Data extract →
******
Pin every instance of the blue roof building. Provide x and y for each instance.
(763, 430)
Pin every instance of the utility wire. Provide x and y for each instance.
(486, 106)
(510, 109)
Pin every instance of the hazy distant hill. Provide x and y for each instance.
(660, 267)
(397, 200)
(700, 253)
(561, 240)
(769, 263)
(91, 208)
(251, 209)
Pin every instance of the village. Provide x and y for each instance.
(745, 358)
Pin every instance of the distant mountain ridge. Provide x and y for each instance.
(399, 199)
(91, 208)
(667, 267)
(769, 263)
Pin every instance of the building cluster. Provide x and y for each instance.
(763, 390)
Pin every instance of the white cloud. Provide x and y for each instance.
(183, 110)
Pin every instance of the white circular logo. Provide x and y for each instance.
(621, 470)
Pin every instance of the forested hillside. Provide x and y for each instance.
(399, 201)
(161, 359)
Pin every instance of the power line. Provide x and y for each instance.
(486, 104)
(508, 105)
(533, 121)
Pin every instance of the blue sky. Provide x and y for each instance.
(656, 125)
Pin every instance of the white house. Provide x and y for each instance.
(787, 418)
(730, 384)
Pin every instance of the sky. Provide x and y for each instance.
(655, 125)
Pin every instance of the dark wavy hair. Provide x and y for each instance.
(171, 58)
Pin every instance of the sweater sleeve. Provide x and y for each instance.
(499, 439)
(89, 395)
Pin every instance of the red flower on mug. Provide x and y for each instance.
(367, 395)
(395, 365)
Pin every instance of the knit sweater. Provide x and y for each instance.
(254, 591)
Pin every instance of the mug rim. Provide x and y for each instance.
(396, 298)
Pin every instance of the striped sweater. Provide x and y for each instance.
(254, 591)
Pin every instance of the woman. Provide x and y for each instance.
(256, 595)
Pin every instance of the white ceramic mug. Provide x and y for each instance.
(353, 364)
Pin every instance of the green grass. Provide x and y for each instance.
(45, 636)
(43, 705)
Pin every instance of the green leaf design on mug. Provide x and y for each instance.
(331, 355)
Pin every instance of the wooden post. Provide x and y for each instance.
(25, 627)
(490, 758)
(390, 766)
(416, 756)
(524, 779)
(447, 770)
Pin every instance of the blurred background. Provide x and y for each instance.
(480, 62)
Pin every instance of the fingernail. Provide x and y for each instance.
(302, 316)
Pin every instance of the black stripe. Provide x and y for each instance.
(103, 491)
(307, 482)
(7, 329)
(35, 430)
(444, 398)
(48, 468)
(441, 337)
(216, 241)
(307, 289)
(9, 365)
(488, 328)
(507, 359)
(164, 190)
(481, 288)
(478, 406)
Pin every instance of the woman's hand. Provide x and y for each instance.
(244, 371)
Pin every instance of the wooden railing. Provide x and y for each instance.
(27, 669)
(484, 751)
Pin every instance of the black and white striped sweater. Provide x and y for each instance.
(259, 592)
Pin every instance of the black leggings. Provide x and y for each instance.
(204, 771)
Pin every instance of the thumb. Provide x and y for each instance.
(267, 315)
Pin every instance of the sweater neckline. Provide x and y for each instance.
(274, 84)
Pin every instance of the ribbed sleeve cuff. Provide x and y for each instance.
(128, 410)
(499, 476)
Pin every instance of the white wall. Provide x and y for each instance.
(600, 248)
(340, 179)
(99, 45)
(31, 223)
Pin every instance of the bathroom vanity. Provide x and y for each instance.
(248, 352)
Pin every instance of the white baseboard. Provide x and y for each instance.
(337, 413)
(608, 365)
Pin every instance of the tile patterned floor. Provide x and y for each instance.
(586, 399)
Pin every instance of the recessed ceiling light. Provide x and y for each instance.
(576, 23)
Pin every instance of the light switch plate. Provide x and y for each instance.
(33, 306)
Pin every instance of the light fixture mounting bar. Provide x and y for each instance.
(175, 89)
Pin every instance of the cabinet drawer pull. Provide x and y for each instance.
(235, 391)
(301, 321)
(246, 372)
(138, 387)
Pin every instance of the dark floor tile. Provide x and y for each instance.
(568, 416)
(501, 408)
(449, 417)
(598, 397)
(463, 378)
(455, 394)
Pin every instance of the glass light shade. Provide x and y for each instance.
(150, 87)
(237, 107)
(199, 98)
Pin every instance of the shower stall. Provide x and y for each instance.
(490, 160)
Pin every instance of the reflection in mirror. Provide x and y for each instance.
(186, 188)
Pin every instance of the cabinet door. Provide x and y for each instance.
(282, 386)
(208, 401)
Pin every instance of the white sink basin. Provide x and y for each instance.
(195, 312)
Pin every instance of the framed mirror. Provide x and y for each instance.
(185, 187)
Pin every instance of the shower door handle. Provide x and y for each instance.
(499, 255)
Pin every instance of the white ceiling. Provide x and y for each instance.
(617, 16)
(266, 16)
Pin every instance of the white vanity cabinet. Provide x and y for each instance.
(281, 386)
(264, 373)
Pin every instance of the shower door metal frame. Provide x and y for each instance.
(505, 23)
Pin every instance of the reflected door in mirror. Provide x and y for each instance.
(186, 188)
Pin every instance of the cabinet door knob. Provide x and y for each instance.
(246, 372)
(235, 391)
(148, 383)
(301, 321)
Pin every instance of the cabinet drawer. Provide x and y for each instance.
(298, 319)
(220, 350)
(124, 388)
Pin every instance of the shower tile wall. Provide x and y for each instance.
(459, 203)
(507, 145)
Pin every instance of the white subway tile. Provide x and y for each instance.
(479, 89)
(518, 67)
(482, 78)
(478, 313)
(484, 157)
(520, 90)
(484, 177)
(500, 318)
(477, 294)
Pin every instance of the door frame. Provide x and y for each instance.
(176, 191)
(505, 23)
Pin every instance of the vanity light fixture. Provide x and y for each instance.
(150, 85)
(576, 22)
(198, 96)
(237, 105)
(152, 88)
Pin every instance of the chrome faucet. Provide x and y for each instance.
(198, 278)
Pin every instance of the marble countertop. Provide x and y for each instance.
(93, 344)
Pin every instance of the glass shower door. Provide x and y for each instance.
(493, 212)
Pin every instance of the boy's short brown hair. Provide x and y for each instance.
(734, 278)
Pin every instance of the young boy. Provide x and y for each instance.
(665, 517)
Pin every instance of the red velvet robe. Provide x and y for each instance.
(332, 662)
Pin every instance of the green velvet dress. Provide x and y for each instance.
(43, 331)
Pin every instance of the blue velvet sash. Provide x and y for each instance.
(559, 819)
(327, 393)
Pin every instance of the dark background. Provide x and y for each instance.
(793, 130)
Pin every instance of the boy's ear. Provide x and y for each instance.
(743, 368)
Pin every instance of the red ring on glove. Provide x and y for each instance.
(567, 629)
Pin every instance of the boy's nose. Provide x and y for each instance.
******
Work task → What is needed here is a word-for-word copy of the whole listing.

Answer below →
Pin every instance of the blue roof building. Provide x and y for each instance.
(763, 430)
Pin every instance of the utility wire. Provide x and y for each instance.
(486, 106)
(510, 109)
Pin every instance of the hazy distant hill. Provide x and y for each instance.
(660, 267)
(397, 200)
(700, 253)
(561, 240)
(769, 263)
(91, 208)
(251, 209)
Pin every instance of the village. Provide x and y for each instance.
(745, 358)
Pin every instance of the distant mountain ridge. Provide x and y for each instance.
(399, 199)
(91, 208)
(667, 267)
(769, 263)
Pin every instance of the building cluster. Provide x and y for each instance.
(763, 390)
Pin every instance of the white cloud. Provide x and y for each instance.
(183, 110)
Pin every instance of the white circular logo. Provide x and y for each instance.
(621, 470)
Pin every instance of the forested hillside. Provide x and y for each instance.
(399, 201)
(161, 359)
Pin every instance of the power line. Provide x and y for each instance.
(486, 104)
(508, 105)
(533, 121)
Pin every instance of the blue sky. Provide x and y for each instance.
(656, 125)
Pin every instance of the white house. Provide x and y for each instance.
(787, 418)
(730, 384)
Pin every instance of the sky. Provide x and y for each instance.
(655, 125)
Pin every instance of the dark wavy hair. Provide x and y for each instance.
(171, 58)
Pin every instance of the sweater sleeve. Provide x and y for each instance.
(499, 439)
(89, 395)
Pin every instance of the red flower on mug. Provide x and y for each instance.
(367, 395)
(395, 365)
Pin every instance of the knit sweater. Provide x and y for each instance.
(254, 591)
Pin every instance of the mug rim. Provide x and y for each instance.
(396, 298)
Pin every instance of the striped sweater. Provide x and y for each instance.
(254, 591)
Pin every instance of the woman. Provide x and y for each instance.
(256, 595)
Pin every instance of the white ceramic mug. Provide x and y for each instance.
(353, 364)
Pin every instance of the green grass. Provide x and y for each instance.
(45, 636)
(43, 705)
Pin every instance of the green leaf design on mug. Provide x and y for each instance.
(331, 355)
Pin every instance of the wooden post. Provide x and y for each instance.
(25, 627)
(490, 758)
(390, 766)
(416, 756)
(524, 779)
(447, 770)
Pin every instance of the blurred background. Provide x and y for each instance.
(480, 62)
Pin every instance of the fingernail. Provide x and y for each instance.
(302, 316)
Pin every instance of the black stripe. Provide x and y for each instance.
(103, 491)
(307, 482)
(7, 329)
(35, 430)
(444, 398)
(48, 468)
(441, 337)
(216, 241)
(307, 289)
(9, 365)
(488, 328)
(507, 359)
(164, 190)
(481, 288)
(478, 406)
Pin every instance of the woman's hand. Provide x and y for each instance.
(244, 371)
Pin every instance of the wooden railing. Provide x and y for each instance.
(27, 669)
(484, 751)
Pin every instance of the black and white striped sweater. Provide x and y for each instance.
(259, 592)
Pin every instance of the black leggings. Provide x and y for each instance.
(204, 771)
Pin every instance of the thumb. Provide x and y for each instance.
(267, 315)
Pin every instance of the sweater neckline. Provide x and y for each instance.
(274, 84)
Pin every instance of the ribbed sleeve cuff. Provide x and y for each instance.
(128, 410)
(499, 476)
Pin every instance of the white wall. Provide x and y for each instance.
(600, 248)
(340, 179)
(99, 45)
(31, 223)
Pin every instance of the bathroom vanity. Provide x and y for each instance.
(248, 352)
Pin every instance of the white baseboard. Provide x and y for each instance.
(337, 413)
(608, 365)
Pin every instance of the tile patterned floor. Provide x and y for each instance.
(586, 399)
Pin every instance of the recessed ceiling light. Provide x and y for each instance.
(576, 23)
Pin every instance of the light switch plate. Provide x and y for each instance.
(33, 306)
Pin every instance of the light fixture mounting bar. Provide x and y for each instance.
(175, 89)
Pin every instance of the cabinet drawer pull. Provide x and y for each instance.
(235, 391)
(301, 321)
(246, 372)
(138, 387)
Pin every instance of the dark floor tile. Provide x and y for each instance.
(568, 416)
(501, 408)
(449, 417)
(598, 397)
(463, 378)
(455, 394)
Pin every instance of the glass light shade. Provide x and y for each instance.
(150, 87)
(237, 107)
(199, 98)
Pin every instance of the shower stall. Provide x and y for each instance.
(490, 160)
Pin every instance of the reflection in mirror. Provide x and y for each instance.
(186, 188)
Pin every instance of the cabinet door. Provide x and y for each instance.
(282, 386)
(208, 401)
Pin every instance of the white sink basin. Provide x and y for each instance.
(195, 312)
Pin every instance of the framed mirror. Provide x and y for each instance.
(185, 187)
Pin every instance of the shower door handle. Provide x and y for each instance.
(499, 255)
Pin every instance of the white ceiling. Provide x and y for each instance.
(617, 16)
(266, 16)
Pin every instance of the white vanity cabinet. Provide x and y for each instance.
(281, 386)
(264, 373)
Pin every instance of the shower door metal frame. Provide x and y for each instance.
(505, 23)
Pin every instance of the reflected door in mirror. Provide x and y for each instance.
(186, 188)
Pin every instance of the cabinet door knob. Provide x and y for each instance.
(246, 372)
(235, 391)
(148, 383)
(301, 321)
Pin every instance of the cabinet drawer. Provide x and y for each instance.
(298, 319)
(220, 350)
(124, 388)
Pin every instance of the shower tile wall. Provide x and y for each instance.
(459, 203)
(507, 145)
Pin every instance of the white subway tile. Provide x and y for each instance.
(479, 89)
(518, 67)
(482, 78)
(478, 313)
(484, 157)
(520, 90)
(484, 177)
(500, 318)
(477, 294)
Pin every instance of the door frame. Provide x and y for each instance.
(176, 191)
(505, 23)
Pin every instance of the vanity light fixture. Provide x and y for each instance.
(150, 85)
(576, 22)
(198, 96)
(237, 105)
(152, 88)
Pin every instance of the chrome faucet. Provide x and y for each instance.
(198, 278)
Pin every instance of the marble countertop. Provide x and y for each instance.
(93, 344)
Pin every instance of the glass shower door. Provide x and y for each instance.
(493, 212)
Pin every instance of the boy's short brown hair. Provide x and y for each instance.
(734, 278)
Pin every instance of the young boy. Provide x and y for each instance.
(665, 517)
Pin every instance of the red velvet robe. Provide x and y for each instance.
(332, 662)
Pin every instance of the green velvet dress. Provide x and y for each instance.
(43, 331)
Pin every instance of the blue velvet sash. Provide x and y for each instance.
(559, 819)
(327, 393)
Pin every instance of the dark background. Provide x and y for each instance.
(793, 130)
Pin every instance of the boy's ear. Provide x and y for each instance.
(743, 368)
Pin every instance of the red ring on glove. Provide x and y for each instance.
(567, 629)
Pin every instance of the boy's nose. Provide x and y for each instance.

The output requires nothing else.